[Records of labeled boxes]
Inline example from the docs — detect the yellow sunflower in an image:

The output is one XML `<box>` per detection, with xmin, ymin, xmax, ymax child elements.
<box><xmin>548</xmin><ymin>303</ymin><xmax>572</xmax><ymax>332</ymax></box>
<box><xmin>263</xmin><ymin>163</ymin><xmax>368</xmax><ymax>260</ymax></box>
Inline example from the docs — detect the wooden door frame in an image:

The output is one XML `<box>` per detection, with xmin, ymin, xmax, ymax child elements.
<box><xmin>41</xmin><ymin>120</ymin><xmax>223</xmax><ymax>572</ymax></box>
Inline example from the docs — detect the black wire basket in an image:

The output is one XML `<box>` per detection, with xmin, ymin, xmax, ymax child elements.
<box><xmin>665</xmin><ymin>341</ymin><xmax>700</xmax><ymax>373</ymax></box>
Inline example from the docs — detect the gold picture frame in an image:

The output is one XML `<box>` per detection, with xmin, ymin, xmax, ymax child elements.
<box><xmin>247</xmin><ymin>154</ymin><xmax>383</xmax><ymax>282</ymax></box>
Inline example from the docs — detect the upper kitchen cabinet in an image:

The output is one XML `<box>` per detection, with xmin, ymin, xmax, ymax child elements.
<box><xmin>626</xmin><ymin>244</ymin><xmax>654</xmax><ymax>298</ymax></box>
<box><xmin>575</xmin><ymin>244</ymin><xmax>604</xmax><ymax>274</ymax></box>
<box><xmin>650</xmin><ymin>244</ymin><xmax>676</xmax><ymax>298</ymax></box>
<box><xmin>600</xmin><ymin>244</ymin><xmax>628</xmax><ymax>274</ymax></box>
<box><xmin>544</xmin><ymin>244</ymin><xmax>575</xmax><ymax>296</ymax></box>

◆ Brief ◆
How many lines in the records above contain the string "image"? Case matters; reply with the number alone.

◆ Reply to the exercise ◆
5